▸ **AIM**
Count the lines in the records below that contain the word "instance", with case counting, and give only the number.

— start DATASET EXTRACT —

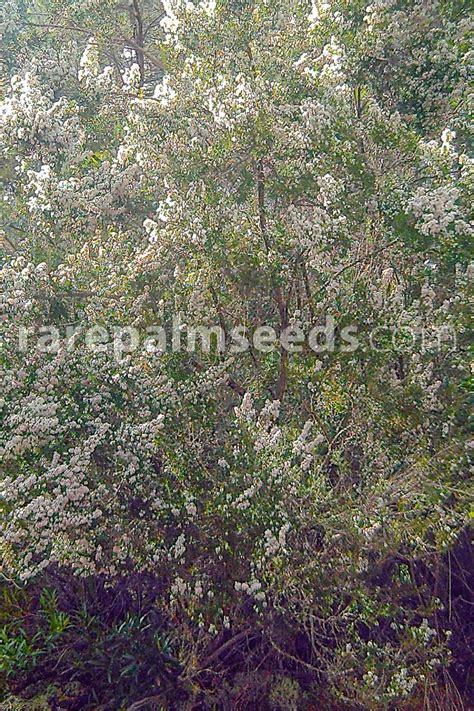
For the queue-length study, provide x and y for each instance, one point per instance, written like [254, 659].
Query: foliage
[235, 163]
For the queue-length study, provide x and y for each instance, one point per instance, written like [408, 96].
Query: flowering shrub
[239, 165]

— end DATASET EXTRACT —
— start DATASET EXTRACT —

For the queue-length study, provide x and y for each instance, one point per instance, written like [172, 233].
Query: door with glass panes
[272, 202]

— end DATASET EXTRACT —

▸ **SOLUTION FOR THIS EXERCISE**
3